::: Page excerpt

To find the signature in Earth surface temperature of the sudden changes on solar dynamo natural oscillations we represent the time series of north hemisphere temperature for the last 400 years by the same base function that we have used when representing the natural oscillations in solar variables in section 4. By adding wavelet components with periodicities above the 17 years we include (Figure 7) the three natural modes of modes of oscillations in solar activity and at the same time we filter the natural oscillations in the climate system.

The temperature increases since 1610 has not been steady but occurred in four steps (blue, green, red and violet horizontal lines in figure 7), three of them occurred in synchronicity with the solar dynamo transition, and the fourth, that is seen in the surface data (black line) but not in the satellite data (blue line), started at 1970. The fact that each of the first three steps occurred in synchronicity with the date of occurrence of the solar dynamo transition suggest that the increase of temperature is linked to some solar variables that have had sudden increases after each transition. This appears to be the case of solar storms (see its proxy, SSC, in Figure 3b). Moreover, the last step follows the sudden increases of solar storms that started at 1950 and reached a value that quadruplicates those prior 1924 at sunspot maximum #22, peaking at 1989. This is studied further in the following by analyzing the relationship between the secular and the semi secular oscillation in temperature with that in the solar variables.

The secular variation is alike in all the solar variables (see fig 5b). As a result, if solar activity were the main source of climate changes the secular oscillation in temperature must be alike to the secular oscillation in any of the variables related to solar activity. Only one of the four relevant variables, TSI, have a time series long enough to test this similitude. The result is in Figure 8. There is a good agreement between the secular oscillation in TSI and temperature, more if we take into account that the secular oscillation in the other involved variables (Figure 5b) has a similar but not an equal time variation.

::::::

◆ Exercise aim:
Can you reproduce word for word the part of the solar activity and temperature passage between "To find the" and "the climate system.", inclusive?

::: Records supplied

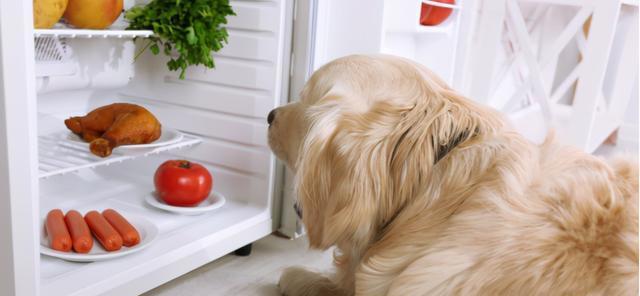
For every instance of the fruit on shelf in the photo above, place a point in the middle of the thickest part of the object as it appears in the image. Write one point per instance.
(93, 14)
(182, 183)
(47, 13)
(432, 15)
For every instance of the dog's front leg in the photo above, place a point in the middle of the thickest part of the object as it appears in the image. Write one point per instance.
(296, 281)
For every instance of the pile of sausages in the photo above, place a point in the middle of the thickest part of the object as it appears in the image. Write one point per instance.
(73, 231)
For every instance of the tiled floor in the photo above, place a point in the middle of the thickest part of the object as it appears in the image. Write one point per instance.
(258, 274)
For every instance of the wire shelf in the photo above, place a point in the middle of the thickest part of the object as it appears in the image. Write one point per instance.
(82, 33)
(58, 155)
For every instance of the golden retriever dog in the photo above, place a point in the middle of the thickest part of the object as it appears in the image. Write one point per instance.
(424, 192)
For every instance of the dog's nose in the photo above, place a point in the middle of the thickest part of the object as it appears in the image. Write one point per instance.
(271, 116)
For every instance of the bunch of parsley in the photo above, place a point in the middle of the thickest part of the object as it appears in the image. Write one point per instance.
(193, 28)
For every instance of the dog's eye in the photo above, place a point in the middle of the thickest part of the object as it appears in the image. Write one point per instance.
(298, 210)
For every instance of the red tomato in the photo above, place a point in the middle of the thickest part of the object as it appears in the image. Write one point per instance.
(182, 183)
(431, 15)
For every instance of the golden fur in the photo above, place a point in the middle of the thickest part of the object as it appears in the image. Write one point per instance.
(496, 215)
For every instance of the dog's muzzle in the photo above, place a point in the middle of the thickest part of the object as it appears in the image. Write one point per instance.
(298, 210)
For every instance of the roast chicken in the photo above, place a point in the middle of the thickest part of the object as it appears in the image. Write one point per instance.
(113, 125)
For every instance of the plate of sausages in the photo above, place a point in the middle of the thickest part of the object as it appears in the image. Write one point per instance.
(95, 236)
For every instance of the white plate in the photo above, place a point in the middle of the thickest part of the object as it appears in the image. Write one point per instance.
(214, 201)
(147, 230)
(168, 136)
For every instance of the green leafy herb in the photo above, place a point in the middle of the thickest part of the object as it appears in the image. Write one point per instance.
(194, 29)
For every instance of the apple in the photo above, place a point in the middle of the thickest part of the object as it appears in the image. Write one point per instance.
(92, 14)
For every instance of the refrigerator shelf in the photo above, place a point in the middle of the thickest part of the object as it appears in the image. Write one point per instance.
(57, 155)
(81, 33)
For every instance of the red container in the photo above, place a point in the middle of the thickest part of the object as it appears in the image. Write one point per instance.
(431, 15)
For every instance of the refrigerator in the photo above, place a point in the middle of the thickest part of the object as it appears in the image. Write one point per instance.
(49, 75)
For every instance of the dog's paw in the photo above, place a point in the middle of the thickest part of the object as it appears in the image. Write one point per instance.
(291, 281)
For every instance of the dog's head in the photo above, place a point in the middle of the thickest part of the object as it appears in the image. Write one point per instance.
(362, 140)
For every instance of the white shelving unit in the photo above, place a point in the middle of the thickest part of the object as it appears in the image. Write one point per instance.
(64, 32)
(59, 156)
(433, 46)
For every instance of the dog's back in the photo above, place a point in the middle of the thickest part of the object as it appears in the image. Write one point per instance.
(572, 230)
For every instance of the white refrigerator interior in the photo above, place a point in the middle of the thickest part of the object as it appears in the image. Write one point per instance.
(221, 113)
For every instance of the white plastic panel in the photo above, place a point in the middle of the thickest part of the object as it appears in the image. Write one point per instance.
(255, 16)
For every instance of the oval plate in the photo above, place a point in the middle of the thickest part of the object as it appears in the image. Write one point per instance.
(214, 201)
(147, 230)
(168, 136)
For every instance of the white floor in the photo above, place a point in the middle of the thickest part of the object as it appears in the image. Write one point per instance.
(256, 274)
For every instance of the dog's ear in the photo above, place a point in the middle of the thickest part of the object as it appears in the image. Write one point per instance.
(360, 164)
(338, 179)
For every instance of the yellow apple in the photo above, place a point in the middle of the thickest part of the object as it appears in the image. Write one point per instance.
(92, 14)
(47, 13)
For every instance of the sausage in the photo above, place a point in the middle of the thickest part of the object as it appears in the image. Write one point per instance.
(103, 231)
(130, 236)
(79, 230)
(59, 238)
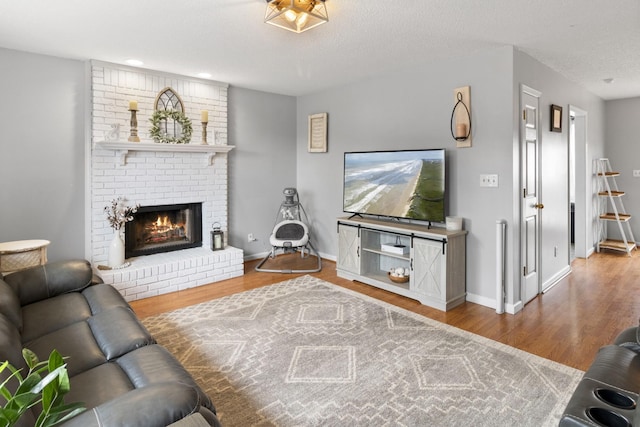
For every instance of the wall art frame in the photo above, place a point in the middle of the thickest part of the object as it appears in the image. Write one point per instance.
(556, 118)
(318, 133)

::::::

◆ Correct response:
To find the signature in Earth surface temperature of the sudden changes on solar dynamo natural oscillations we represent the time series of north hemisphere temperature for the last 400 years by the same base function that we have used when representing the natural oscillations in solar variables in section 4. By adding wavelet components with periodicities above the 17 years we include (Figure 7) the three natural modes of modes of oscillations in solar activity and at the same time we filter the natural oscillations in the climate system.